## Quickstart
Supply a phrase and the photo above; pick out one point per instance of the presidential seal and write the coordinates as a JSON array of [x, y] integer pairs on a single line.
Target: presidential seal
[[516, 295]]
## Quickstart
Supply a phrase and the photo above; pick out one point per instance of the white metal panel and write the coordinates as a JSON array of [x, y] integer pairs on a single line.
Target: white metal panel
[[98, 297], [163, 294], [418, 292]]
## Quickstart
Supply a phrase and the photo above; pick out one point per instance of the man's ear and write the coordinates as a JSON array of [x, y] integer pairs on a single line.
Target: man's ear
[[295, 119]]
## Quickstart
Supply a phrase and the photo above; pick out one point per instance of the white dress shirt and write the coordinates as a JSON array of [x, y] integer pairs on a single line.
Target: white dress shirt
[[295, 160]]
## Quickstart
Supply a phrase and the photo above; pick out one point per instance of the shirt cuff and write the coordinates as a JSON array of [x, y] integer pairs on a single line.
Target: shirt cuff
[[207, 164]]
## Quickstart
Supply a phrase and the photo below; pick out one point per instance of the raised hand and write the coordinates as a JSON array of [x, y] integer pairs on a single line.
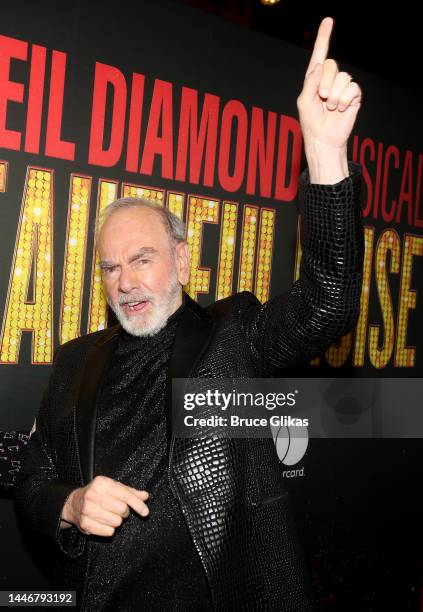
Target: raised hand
[[327, 106], [102, 505]]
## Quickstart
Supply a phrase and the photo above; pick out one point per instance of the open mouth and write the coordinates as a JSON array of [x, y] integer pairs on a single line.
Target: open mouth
[[132, 307]]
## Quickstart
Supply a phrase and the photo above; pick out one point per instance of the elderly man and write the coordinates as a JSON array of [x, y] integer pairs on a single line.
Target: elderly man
[[144, 520]]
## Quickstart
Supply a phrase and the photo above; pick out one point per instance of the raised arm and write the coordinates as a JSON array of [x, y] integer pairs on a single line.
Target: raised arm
[[324, 303]]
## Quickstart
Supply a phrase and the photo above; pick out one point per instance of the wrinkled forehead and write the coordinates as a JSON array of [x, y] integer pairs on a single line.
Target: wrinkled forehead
[[134, 225]]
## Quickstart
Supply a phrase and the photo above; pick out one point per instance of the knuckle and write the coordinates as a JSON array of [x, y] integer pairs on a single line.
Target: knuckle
[[331, 63]]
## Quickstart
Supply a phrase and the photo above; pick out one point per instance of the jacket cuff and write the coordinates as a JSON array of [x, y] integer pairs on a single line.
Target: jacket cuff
[[71, 541], [354, 176]]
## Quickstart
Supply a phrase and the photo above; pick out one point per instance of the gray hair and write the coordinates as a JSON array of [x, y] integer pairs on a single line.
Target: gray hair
[[173, 225]]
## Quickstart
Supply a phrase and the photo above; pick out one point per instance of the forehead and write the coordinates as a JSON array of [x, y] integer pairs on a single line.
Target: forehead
[[133, 225]]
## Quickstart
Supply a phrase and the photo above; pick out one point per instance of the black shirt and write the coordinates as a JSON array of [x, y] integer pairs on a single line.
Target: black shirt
[[150, 563]]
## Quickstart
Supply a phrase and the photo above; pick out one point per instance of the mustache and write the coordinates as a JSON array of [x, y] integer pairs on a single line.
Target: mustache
[[136, 297]]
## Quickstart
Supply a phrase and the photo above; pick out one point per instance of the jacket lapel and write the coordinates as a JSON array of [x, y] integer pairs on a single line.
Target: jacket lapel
[[193, 335], [86, 413]]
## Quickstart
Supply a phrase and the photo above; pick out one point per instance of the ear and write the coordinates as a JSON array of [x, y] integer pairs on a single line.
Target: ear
[[182, 262]]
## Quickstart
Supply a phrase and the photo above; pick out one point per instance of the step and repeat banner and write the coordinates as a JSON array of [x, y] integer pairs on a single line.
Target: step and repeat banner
[[99, 101]]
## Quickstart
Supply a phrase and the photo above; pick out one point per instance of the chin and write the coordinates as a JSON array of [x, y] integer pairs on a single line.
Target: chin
[[142, 328]]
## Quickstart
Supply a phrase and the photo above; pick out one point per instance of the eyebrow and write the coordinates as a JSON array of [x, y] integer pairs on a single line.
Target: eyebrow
[[140, 253]]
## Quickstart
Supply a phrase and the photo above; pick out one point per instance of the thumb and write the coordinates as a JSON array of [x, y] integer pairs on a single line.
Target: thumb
[[311, 85], [141, 493]]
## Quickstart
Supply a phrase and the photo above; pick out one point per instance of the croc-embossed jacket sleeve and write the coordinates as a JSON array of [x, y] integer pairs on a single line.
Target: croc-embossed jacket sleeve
[[290, 329], [12, 451], [39, 492]]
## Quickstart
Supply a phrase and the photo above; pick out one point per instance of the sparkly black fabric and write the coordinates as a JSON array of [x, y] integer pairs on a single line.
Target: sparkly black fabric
[[150, 563], [12, 448], [231, 491]]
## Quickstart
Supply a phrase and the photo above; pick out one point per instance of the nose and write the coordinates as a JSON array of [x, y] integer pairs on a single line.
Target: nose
[[128, 280]]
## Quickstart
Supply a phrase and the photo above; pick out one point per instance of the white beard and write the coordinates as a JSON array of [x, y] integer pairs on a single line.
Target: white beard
[[162, 307]]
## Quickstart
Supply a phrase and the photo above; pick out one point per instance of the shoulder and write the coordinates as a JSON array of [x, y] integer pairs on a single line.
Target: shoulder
[[233, 305], [78, 347]]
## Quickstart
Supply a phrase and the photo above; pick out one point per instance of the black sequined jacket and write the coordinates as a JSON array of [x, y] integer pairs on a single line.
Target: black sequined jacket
[[231, 491]]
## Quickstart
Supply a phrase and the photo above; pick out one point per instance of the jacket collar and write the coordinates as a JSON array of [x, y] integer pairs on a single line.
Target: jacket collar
[[193, 334]]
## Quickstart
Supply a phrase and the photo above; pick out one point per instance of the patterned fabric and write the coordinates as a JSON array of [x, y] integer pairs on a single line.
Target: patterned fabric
[[231, 491], [12, 449], [165, 572]]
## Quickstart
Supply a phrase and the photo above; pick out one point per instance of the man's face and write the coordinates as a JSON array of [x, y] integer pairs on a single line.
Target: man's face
[[143, 270]]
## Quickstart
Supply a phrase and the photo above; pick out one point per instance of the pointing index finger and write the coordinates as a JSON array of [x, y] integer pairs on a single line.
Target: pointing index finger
[[321, 45]]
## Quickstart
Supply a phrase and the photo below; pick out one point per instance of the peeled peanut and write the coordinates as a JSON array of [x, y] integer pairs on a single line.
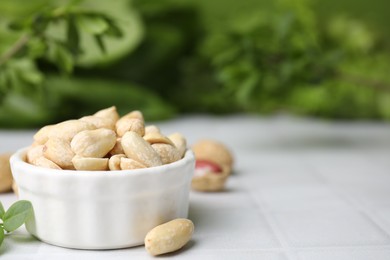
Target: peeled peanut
[[117, 149], [45, 163], [58, 151], [110, 113], [99, 122], [130, 164], [114, 163], [153, 138], [169, 237], [42, 135], [136, 148], [93, 143], [124, 125], [213, 151], [90, 164], [151, 129], [168, 153], [180, 142], [68, 129], [5, 173], [34, 152]]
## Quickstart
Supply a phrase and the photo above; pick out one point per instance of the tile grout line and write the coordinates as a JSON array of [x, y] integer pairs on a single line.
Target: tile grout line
[[277, 231], [356, 204]]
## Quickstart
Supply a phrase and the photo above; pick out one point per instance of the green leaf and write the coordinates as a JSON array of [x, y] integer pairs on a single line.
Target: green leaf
[[2, 211], [100, 43], [73, 36], [63, 59], [17, 215], [1, 235], [92, 24]]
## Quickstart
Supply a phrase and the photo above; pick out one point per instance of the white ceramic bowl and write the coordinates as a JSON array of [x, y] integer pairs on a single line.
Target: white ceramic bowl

*-*-*

[Aim of the task]:
What lines hold the string "below"? Pick them out of the data.

[Result of this exercise]:
Supply a phrase and the photo below; pick out one point per instance of the raised hand and write the coordinates as a JSON array of [x, y] integer pairs on a single line.
Supply a phrase and the photo below; pick out one point per instance of the peeled peanut and write the coordinates as a JSON array of [x, y] integer pairs on a single line.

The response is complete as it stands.